#### [TO BE DONE]
Return, without any change, the lines of the listing from the line containing "Would you be willing to mark the paved" to the line containing "column 1272, row 473", including both of those lines.

#### [GIVEN INFORMATION]
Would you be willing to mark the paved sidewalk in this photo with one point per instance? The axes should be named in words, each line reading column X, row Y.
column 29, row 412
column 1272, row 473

==

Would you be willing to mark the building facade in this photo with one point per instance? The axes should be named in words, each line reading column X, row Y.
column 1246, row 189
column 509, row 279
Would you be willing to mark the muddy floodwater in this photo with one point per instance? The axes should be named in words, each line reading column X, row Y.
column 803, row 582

#### [ANSWER TO THE EXERCISE]
Would you be willing to mark the paved sidewalk in this photo with one point per instance? The axes should be named in words, each line reading column X, row Y.
column 29, row 412
column 1272, row 473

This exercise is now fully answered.